- [EXTRAIT DU DOCUMENT]
┄┄┄┄┄┄
Mais il y a aussi un côté face. L’opération a incontestablement un aspect « happening », tant elle peut susciter espoirs chez les uns, inquiétudes chez les autres, sans qu’on ait une idée précise des raisons qui font que tel et tel ont été invités à faire partie de telle ou telle coupole. En l’occurrence, s’il y a incontestablement pluralisme des sensibilités autour des tables, il n’y a pas pour autant représentativité des personnes réunies dans les coupoles. Encore moins dans les ateliers, tout simplement ouverts à quiconque s’y présente. Cela n’est pas forcément rédhibitoire, sauf que, dans le contexte de tensions budgétaires, les réflexes sont d’abord à l’expression de la défense de son secteur, sinon de son institution, à la revendication de moyens additionnels « pour soi » (vu qu’ils sont inexistants, ce ne peut donc être qu’en les chipant à d’autres), à la posture de négociation alors que personne n’a de mandat pour négocier quoi que ce soit. Du coup, les espaces créés peuvent fort bien n’être que des rings de catch, genre « tous contre tous ». Sous des prétextes de coordination et d’unité, serait en réalité organisée la « guerre des pauvres » entre eux ! Situation dont, certes, on peut sortir, à la condition cependant de produire de longues « listes de courses », reprenant l’ensemble des desiderata de chacun, sans aucune hiérarchisation, ni définition de priorité. Une liste dans laquelle le gouvernement pourra alors picorer uniquement ce qui l’intéresse, peut-être même en se prévalant de la « large consultation » pour légitimer ses orientations... très « orientées ».
Un scénario alternatif existe cependant, qui voit les membres d’une coupole parvenir à se définir comme « think tank » : non pas comme un groupe qui négocie, mais comme un collectif qui essaye de se placer en surplomb, dans l’espoir de pouvoir dégager quelques lignes de force, à ensuite confronter largement, pour, s’il échoit, « passer la main » à des collectifs de négociateurs représentatifs et mandatés pour ce faire. Ce type de trajectoire ne peut faire l’économie d’un minimum de travail de conceptualisation de son sujet, pour appuyer ses recommandations moins sur « du vrac » que sur quelques images fortes. Si une coupole ou l’autre y arrive, alors on pourra considérer qu’un vrai « palier » aura été franchi.
Ces propos ne suffisent pas à dénombrer toutes les chausse-trappes ! Ainsi, le lancement de « Bouger les lignes » à grand battage s’est-il fait autour de l’intitulé de la première des coupoles mises en piste : « Artistes au centre ». Il n’est évidemment pas question ici de nier l’importance de la fonction créative : la réflexion et le débat sur la situation des artistes ont tout leur sens. C’est la qualification « au centre » qui a fait problème, car elle sous-entendait que tous les autres acteurs de la culture étaient renvoyés à la périphérie ! Plus violent encore pour les concernés : la lecture du cahier des charges des différentes coupoles ne disait absolument rien d’explicite sur les enjeux dits de « démocratie culturelle ». L’ensemble des secteurs socioculturels se sentait ainsi mis hors-jeu 3. Certains d’entre eux ont trouvé en la péripétie une matière à faire un ramdam suffisant pour que, in extremis, des acteurs du socioculturel puissent être associés à trois des six coupoles 4.
┄┄┄┄┄┄
- [DONNÉES FOURNIES]
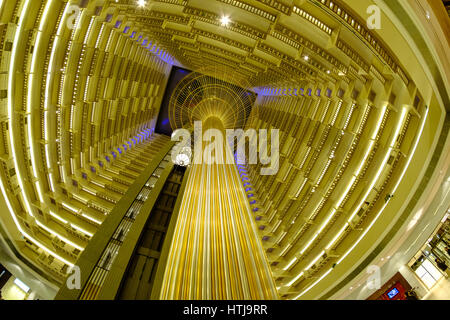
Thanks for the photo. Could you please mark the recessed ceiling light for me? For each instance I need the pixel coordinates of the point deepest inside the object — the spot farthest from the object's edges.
┄┄┄┄┄┄
- [EXERCICES À RÉALISER]
1. D'après l'extrait sur la consultation « Bouger les lignes », quel est l'intitulé de la première coupole mise en piste ?
2. Selon l'extrait sur la consultation « Bouger les lignes », pourquoi la qualification « au centre » a-t-elle posé problème ?

- [RÉPONSES ATTENDUES]
1. « Artistes au centre ».

2. Elle sous-entendait que tous les autres acteurs de la culture étaient renvoyés à la périphérie.